▸ Job
Retype all of the data exactly as given.

Stored items:
+++

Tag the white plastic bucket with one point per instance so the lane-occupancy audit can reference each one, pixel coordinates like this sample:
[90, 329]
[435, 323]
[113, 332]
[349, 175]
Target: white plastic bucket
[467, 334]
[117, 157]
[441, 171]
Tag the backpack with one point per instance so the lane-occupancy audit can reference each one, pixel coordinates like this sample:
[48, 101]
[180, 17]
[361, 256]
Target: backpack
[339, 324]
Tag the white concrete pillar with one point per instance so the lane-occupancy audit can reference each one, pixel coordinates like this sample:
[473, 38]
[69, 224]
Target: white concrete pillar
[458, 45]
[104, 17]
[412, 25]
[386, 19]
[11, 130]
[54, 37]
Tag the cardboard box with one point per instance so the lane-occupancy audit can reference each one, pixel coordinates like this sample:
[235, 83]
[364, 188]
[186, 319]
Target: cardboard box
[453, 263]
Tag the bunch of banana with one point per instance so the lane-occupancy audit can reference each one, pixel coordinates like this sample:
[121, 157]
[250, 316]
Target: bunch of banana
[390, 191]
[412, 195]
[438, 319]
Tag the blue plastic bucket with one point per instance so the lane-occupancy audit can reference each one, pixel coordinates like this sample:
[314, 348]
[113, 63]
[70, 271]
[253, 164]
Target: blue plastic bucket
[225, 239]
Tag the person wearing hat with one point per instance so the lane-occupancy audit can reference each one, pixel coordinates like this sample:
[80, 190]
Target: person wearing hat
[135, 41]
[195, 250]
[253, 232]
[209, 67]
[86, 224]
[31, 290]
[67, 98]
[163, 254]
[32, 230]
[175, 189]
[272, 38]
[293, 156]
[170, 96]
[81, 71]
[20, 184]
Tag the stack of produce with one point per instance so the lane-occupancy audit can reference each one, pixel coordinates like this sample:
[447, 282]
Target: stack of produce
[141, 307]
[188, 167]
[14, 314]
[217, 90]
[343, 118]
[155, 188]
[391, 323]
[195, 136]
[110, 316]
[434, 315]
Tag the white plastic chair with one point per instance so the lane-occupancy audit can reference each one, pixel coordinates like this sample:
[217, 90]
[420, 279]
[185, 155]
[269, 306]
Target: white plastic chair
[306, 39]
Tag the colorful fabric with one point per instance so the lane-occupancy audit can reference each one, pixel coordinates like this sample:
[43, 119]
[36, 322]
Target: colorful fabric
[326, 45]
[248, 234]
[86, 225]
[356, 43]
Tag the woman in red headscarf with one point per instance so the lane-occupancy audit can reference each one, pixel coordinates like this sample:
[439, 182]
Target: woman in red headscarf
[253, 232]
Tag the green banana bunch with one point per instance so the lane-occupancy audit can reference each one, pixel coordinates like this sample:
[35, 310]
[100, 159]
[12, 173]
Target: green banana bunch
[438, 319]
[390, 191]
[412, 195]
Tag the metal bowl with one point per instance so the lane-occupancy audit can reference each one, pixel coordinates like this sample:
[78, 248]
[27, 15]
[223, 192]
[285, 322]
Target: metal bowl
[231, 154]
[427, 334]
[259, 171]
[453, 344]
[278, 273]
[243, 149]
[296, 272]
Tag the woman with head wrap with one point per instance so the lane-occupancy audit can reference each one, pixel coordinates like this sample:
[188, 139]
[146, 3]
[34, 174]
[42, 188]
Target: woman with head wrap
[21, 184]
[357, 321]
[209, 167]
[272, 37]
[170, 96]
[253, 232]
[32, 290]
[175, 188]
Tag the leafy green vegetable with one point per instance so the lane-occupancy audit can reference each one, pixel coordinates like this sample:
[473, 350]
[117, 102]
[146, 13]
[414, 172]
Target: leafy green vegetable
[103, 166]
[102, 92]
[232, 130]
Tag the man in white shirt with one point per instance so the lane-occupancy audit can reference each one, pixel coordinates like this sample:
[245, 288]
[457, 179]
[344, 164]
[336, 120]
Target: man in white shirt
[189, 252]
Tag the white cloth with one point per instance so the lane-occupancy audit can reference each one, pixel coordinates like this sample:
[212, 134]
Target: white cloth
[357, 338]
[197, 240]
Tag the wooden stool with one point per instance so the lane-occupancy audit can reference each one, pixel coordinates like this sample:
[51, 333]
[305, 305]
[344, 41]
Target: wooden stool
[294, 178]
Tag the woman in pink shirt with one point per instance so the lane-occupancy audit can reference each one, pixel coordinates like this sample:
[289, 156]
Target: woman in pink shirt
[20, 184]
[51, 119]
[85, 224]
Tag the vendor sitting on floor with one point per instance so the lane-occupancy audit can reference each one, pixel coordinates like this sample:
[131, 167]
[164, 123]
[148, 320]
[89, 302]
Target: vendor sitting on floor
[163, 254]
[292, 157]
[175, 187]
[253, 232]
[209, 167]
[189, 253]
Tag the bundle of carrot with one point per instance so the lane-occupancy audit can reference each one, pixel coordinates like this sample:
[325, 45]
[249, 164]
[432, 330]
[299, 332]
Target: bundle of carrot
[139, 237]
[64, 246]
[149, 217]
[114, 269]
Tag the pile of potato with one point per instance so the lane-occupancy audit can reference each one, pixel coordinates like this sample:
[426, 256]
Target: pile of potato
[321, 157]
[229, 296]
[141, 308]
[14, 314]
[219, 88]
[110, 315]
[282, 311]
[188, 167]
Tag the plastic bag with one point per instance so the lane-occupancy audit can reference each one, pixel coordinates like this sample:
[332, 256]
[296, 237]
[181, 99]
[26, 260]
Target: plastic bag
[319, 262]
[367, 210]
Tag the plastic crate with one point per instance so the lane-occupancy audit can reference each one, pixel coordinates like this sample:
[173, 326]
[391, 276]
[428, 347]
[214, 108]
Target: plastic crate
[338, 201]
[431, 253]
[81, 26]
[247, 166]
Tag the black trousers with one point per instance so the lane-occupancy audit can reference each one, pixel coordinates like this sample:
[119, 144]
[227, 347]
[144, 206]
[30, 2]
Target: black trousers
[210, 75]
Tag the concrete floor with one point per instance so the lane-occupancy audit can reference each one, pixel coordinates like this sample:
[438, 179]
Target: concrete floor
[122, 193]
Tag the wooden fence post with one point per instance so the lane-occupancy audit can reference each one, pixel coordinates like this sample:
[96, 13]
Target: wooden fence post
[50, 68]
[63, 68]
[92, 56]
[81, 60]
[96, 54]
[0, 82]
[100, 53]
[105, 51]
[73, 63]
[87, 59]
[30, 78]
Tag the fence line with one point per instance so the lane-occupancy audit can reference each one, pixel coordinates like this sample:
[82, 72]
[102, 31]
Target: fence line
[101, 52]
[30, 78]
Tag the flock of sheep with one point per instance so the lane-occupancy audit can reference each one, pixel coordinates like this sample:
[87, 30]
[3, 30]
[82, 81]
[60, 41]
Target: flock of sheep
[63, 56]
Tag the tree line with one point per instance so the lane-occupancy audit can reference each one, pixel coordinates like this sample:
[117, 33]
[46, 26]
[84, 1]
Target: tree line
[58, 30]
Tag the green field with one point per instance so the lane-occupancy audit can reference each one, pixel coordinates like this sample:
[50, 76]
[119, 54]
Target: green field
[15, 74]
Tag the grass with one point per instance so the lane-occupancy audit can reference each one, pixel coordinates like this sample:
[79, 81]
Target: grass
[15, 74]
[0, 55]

+++

▸ Reply to the task
Tag the white plastic bucket with one point per instance so the lane-occupancy audit can reference each one, pixel coordinates like this sample:
[90, 329]
[435, 323]
[113, 332]
[349, 175]
Target: white plastic bucket
[467, 334]
[117, 157]
[441, 171]
Tag the backpack with one point per instance so the lane-occupancy audit can reference each one, pixel coordinates like this sample:
[48, 101]
[180, 17]
[361, 256]
Target: backpack
[339, 324]
Tag the white concrete pillar with one point per instance so the lane-occupancy audit can reference each one, pixel coordinates like this sample:
[473, 38]
[69, 224]
Target: white concrete pillar
[458, 45]
[104, 17]
[412, 25]
[386, 19]
[11, 130]
[54, 37]
Tag the cardboard box with one point per instance so the lane-occupancy audit can reference each one, pixel coordinates like this sample:
[235, 83]
[364, 188]
[186, 319]
Target: cardboard box
[453, 263]
Tag the bunch of banana with one point per instance so the lane-occupancy audit can reference each one, pixel coordinates like this sample:
[121, 157]
[250, 316]
Target: bunch of banana
[390, 191]
[412, 195]
[438, 319]
Tag the blue plastic bucket with one point per instance so the lane-occupancy audit can reference each one, pixel coordinates like this sample:
[314, 348]
[113, 63]
[70, 271]
[253, 164]
Target: blue plastic bucket
[225, 239]
Tag the person wearing hat with one point per instance so the lane-occupancy audit can reference each one, pixel coordinates like this sample:
[80, 190]
Target: person wearing hat
[135, 41]
[195, 250]
[253, 232]
[209, 67]
[86, 224]
[31, 290]
[67, 98]
[163, 254]
[32, 230]
[175, 189]
[272, 38]
[293, 156]
[170, 96]
[81, 71]
[20, 184]
Tag the stack of produce with one point per instance so the lane-occupancy audit can reference each one, pixel coordinates like this sample:
[447, 282]
Target: stack of produce
[141, 307]
[188, 167]
[14, 314]
[217, 90]
[343, 118]
[155, 188]
[391, 323]
[195, 136]
[110, 316]
[434, 315]
Tag the white plastic chair with one point per instance so the lane-occupancy audit can reference each one, pixel coordinates like this sample:
[217, 90]
[420, 279]
[185, 155]
[269, 306]
Target: white plastic chair
[306, 39]
Tag the colorful fabric with one point per instance so the lane-occupancy audit can reference each one, pixel coordinates like this sample:
[43, 119]
[36, 322]
Target: colorful fabric
[326, 45]
[248, 234]
[86, 225]
[356, 43]
Tag the woman in red headscarf with one point per instance so the lane-occupancy audit can reference each one, pixel coordinates like this sample:
[439, 182]
Target: woman in red headscarf
[253, 232]
Tag the green banana bunch with one point per instance so the lane-occupancy audit can reference each one, pixel coordinates like this sample:
[35, 310]
[100, 159]
[12, 173]
Target: green banana bunch
[438, 319]
[390, 191]
[412, 195]
Tag the metal bowl with one point per instance so the lane-occupancy audit can reference each one, pixel coordinates like this sample:
[78, 248]
[27, 15]
[223, 192]
[285, 322]
Target: metal bowl
[231, 154]
[427, 334]
[259, 171]
[453, 344]
[278, 273]
[243, 149]
[296, 272]
Tag the woman with head wrap with one point per instance so the lane-occupancy audit can reference each one, pixel coordinates like this sample:
[188, 139]
[146, 3]
[34, 174]
[42, 188]
Target: woman with head wrap
[21, 184]
[357, 321]
[209, 167]
[272, 37]
[170, 96]
[253, 232]
[32, 290]
[175, 188]
Tag the leafy green vegetable with one point per instance so the lane-occupancy audit can reference each one, pixel coordinates like this sample:
[473, 350]
[117, 102]
[146, 13]
[414, 172]
Target: leafy green vegetable
[103, 166]
[102, 92]
[232, 130]
Tag the man in white shirt with one point per instance so the lane-occupancy audit can reference each one, pixel coordinates like this sample:
[245, 288]
[457, 179]
[344, 164]
[336, 120]
Target: man in white shirt
[189, 252]
Tag the white cloth with one point per instance so the lane-occupancy audit can reference each one, pixel coordinates like this sample:
[212, 134]
Target: white cloth
[357, 338]
[197, 240]
Tag the wooden stool with one point per instance so the lane-occupancy audit can reference each one, pixel coordinates like this sample:
[51, 333]
[305, 305]
[344, 41]
Target: wooden stool
[294, 178]
Tag the woman in pink shirt with one point per instance so the lane-occupancy audit can reference each one, pixel coordinates like this sample:
[289, 156]
Target: woman in pink shirt
[20, 184]
[51, 119]
[85, 224]
Tag the vendor sitting on floor with one point per instance so the lane-occupancy audit can reference each one, pixel coordinates like this sample:
[131, 167]
[164, 123]
[148, 320]
[89, 302]
Target: vendor sitting on floor
[163, 254]
[292, 157]
[175, 187]
[253, 232]
[209, 167]
[189, 253]
Tag the bundle of carrot with one point per instance so the lane-occupancy audit can reference each one, pixel coordinates like this sample:
[325, 45]
[249, 164]
[432, 330]
[299, 332]
Target: bundle of carrot
[139, 237]
[64, 246]
[149, 217]
[114, 269]
Tag the pile of potato with one point per instance so the lane-occupancy audit can reference each one, pixel coordinates like this sample:
[426, 256]
Target: pile of potato
[321, 157]
[229, 296]
[141, 308]
[14, 314]
[219, 88]
[110, 315]
[282, 311]
[188, 167]
Tag the plastic bag with one point per instance so the lane-occupancy audit can reference each one, pixel coordinates like this sample:
[332, 256]
[296, 237]
[181, 99]
[26, 260]
Target: plastic bag
[319, 262]
[367, 210]
Tag the plastic crate with one point per instance so the lane-occupancy audit can reference each one, pixel coordinates like this sample:
[173, 326]
[391, 276]
[428, 347]
[214, 108]
Target: plastic crate
[338, 201]
[431, 253]
[81, 26]
[247, 166]
Tag the black trousers with one point per instance so the lane-occupancy audit can reference each one, pixel coordinates like this sample:
[119, 144]
[227, 347]
[144, 206]
[30, 2]
Target: black trousers
[210, 75]
Tag the concrete floor with one point per instance so the lane-occupancy audit can reference each one, pixel coordinates like this sample:
[438, 179]
Target: concrete floor
[122, 193]
Tag the wooden fence post with one point per instance so the lane-occupancy audit can reference each one, pixel coordinates like this sample:
[96, 13]
Target: wooden fence post
[50, 68]
[63, 68]
[92, 56]
[81, 60]
[96, 54]
[0, 82]
[100, 53]
[105, 51]
[73, 63]
[87, 59]
[30, 78]
Tag the fence line with one point per instance so the lane-occupancy audit can reference each one, pixel coordinates like this sample:
[82, 72]
[102, 31]
Target: fence line
[101, 52]
[30, 78]
Tag the flock of sheep with one point per instance so the lane-occupancy audit can reference each one, pixel coordinates like this sample:
[87, 30]
[3, 30]
[82, 81]
[60, 41]
Target: flock of sheep
[63, 56]
Tag the tree line with one point per instance so the lane-occupancy audit can reference each one, pixel coordinates like this sample:
[117, 33]
[46, 26]
[84, 1]
Target: tree line
[58, 30]
Tag the green field with one point per instance so the lane-occupancy audit can reference each one, pixel coordinates like this sample:
[50, 76]
[119, 54]
Target: green field
[15, 74]
Tag the grass with one point per instance so the lane-occupancy audit can reference each one, pixel coordinates like this sample:
[79, 81]
Target: grass
[15, 74]
[0, 55]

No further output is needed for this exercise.